SÉRIE DE CONSIGNES:
**a)** Répondez brièvement à ces questions sur le texte consacré à la société marocaine :
(i) Dans quelle affaire les peines ont-elles été revues à la hausse après la mobilisation de la société civile ?
(ii) Chez qui l'esprit patriarcal reste-t-il surtout marqué ?
(iii) Qu'un jeune d'aujourd'hui peut-il faire avec une jeune fille sans que cela pose problème ?
**b)** Reprenez le texte sur la société marocaine là où il s'arrête et poursuivez-le de quelques phrases.

TEXTE SOURCE:
====
Même dans les cas où la justice sera mise en œuvre, ce qui est plus important, ce n’est pas le règne de la loi mais celui des réseaux sociaux qui fait le buzz (ce qui terrorise les autorités) comme en témoigne l’affaire de la petite fille de Tiflet, violée et (re)violée par les mêmes « tortionnaires » et dont les peines ont été revues à la hausse, justement après la mobilisation de la société civile.
Cette maladie sociale est d’autant plus dangereuse que la société marocaine, malgré une évolution notable, reste marquée par l’esprit patriarcal, surtout chez les hommes des générations anciennes et ceux qui vivent toujours dans le rural. Avant de fermer la parenthèse, il faut reconnaître néanmoins un changement de mentalité et de comportement chez les jeunes qui surprend agréablement.
Pour la plupart d’entre eux, le rapport à l’autre sexe est moins problématique que chez les générations précédentes : au moment où un jeune d’aujourd’hui est parfaitement capable de cohabiter avec une jeune fille dans le même appartement sans que cela pose problème (ce qu’ils font désormais régulièrement) il est impossible d’imaginer cela chez nous autres, adultes.
====
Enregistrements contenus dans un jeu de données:
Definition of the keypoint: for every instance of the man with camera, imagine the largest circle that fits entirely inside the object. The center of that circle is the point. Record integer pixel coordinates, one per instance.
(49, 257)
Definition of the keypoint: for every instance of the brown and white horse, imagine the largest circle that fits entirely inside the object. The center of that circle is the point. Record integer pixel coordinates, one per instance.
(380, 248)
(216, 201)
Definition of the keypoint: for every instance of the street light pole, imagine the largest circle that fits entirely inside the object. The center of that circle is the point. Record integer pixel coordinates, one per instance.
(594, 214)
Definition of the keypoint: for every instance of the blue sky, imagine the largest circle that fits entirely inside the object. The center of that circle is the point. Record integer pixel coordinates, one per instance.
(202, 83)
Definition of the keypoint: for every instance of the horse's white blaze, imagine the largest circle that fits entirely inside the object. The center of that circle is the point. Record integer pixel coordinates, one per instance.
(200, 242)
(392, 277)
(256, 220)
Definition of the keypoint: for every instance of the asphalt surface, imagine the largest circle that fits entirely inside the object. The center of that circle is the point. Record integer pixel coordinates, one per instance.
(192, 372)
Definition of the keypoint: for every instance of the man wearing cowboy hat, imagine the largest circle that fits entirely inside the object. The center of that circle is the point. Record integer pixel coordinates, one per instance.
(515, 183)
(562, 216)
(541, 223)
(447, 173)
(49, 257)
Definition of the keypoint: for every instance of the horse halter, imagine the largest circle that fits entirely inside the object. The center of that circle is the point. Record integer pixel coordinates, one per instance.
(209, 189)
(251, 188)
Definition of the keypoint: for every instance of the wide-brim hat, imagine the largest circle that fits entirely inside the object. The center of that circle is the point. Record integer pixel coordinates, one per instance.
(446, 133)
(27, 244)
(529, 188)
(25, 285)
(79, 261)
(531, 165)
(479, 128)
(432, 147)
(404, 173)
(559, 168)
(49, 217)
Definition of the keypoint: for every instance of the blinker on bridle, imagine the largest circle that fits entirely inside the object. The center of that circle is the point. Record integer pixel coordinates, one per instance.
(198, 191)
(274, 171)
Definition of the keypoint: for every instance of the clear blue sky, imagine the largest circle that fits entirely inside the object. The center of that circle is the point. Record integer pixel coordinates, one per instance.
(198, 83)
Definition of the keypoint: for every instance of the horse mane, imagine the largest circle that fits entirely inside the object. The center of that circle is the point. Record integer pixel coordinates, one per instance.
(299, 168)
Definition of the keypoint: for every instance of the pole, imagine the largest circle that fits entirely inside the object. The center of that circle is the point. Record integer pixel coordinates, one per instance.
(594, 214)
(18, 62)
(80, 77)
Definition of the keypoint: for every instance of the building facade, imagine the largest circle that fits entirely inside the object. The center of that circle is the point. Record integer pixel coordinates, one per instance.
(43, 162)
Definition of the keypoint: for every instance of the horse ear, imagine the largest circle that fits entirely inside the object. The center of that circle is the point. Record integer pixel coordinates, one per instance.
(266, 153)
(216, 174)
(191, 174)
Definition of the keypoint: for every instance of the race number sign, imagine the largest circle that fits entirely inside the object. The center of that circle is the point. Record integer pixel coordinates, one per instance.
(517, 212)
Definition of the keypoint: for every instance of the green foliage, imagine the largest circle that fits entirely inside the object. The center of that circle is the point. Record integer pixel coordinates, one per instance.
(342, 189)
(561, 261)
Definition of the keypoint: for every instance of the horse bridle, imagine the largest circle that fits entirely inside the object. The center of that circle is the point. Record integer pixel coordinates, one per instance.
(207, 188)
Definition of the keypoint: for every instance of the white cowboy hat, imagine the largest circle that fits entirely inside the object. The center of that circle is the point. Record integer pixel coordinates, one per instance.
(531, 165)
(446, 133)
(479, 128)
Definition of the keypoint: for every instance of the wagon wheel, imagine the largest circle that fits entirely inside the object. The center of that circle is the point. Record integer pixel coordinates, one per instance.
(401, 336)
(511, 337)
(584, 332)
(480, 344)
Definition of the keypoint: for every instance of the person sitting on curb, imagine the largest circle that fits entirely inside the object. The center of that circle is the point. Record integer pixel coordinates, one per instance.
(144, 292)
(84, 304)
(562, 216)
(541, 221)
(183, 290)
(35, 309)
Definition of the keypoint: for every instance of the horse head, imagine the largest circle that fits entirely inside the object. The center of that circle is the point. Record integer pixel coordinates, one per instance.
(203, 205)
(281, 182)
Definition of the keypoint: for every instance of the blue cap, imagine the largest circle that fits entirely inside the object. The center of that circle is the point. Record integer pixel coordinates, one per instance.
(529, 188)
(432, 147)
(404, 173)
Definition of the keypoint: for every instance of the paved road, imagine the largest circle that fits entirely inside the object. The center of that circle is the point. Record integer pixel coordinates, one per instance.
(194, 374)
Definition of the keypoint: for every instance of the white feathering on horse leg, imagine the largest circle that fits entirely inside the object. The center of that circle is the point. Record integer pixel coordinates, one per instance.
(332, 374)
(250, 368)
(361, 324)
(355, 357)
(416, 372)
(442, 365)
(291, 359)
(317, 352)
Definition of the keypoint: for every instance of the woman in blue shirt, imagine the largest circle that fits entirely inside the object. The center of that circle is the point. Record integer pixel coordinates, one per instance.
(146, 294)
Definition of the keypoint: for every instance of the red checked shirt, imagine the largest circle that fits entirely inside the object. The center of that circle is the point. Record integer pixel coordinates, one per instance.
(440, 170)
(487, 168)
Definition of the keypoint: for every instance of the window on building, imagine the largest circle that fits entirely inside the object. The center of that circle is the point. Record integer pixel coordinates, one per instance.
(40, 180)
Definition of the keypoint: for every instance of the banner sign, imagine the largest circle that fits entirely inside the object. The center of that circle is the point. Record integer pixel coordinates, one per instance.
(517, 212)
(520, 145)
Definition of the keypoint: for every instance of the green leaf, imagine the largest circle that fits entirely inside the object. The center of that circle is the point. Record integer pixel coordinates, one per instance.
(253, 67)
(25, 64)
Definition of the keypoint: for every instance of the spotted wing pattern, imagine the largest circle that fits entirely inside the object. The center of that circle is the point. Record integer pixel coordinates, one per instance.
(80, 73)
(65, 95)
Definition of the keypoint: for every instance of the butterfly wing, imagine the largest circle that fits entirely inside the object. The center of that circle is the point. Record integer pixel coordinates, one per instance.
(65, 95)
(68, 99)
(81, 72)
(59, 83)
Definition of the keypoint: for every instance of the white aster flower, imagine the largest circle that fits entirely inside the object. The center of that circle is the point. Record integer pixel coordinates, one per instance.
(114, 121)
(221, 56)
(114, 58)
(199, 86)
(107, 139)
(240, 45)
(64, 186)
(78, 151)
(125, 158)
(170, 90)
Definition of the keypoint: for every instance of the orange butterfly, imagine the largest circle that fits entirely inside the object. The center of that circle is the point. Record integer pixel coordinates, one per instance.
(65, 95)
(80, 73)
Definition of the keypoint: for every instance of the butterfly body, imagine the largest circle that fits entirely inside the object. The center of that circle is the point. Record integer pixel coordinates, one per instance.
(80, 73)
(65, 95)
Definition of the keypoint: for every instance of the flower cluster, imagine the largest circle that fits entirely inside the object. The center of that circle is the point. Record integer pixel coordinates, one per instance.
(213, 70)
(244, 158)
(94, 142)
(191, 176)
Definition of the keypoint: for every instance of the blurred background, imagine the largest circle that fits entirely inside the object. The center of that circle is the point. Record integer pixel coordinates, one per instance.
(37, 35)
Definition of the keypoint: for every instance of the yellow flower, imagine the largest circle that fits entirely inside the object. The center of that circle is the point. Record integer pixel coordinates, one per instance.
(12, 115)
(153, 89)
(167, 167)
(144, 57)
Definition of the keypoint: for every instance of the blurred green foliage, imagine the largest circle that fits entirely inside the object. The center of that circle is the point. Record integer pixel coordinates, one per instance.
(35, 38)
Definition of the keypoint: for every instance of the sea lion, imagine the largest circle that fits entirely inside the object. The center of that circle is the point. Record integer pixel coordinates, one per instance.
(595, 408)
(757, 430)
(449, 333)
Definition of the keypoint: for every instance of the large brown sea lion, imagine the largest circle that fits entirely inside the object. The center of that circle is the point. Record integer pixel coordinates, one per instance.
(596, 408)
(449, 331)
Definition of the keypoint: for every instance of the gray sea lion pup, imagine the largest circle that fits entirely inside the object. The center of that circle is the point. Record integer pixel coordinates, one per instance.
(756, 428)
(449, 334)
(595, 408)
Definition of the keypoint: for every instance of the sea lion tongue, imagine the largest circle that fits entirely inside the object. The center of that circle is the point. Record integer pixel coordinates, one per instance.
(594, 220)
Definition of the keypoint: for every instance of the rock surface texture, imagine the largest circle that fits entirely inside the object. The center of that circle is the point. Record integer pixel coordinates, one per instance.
====
LISTE DES RÉPONSES:
**a)**
(i) L'affaire de la petite fille de Tiflet.
(ii) Chez les hommes des générations anciennes et ceux qui vivent toujours dans le rural.
(iii) Cohabiter avec elle dans le même appartement.

**b)**
Ce qui est malheureux dans cette histoire, c’est que le pays reste pourtant marqué par des pratiques religieuses bien ancrées dans la population, mais comme toujours, il s’agit d’une compréhension biaisée de la spiritualité où le rite et le rituel sont plus importants que la nécessité d’une éthique de comportement.
Le violeur tapi, en chacun des hommes, considère qu’après tout la femme reste un objet sexuel taillable et corvéable à merci. Dans une religion qui se respecte, (qu’on respecte) le corps, l’âme (c’est-à-dire le mental et le psychique) et l’esprit (qui s’entend comme le vrai sens de la spiritualité) sont en harmonie.
Une vision tripartite qui irrigue normalement la plupart des grandes traditions religieuses et philosophiques et si l’on se nourrit de cela, on agit en conséquence, ce qui commence par le respect quasi mystique voué à cette autre moitié de l’humanité qu’est la femme. Malheureusement cette vision a été évacuée au profit d’une jouissance sans entraves exacerbée par les réseaux sociaux et le porno à satiété comme si l’homme n’était qu’un phallus lâché dans la nature.
Devrions nous suivre les conseils de Alexis de Tocqueville, qui avait appelé à séparer la politique de la religion ? En les séparant, il cherchait à faire comprendre que la justice cosmique exercée par Dieu viendrait inexorablement à la fin des temps mais qu’en attendant, on se contentera du règne de la loi, bien qu’imparfaite, histoire de se préoccuper sérieusement de la dette que nous avons vis-à-vis des victimes potentielles du viol, qu’il faut imaginer comme nos épouses, nos mères ou encore nos sœurs.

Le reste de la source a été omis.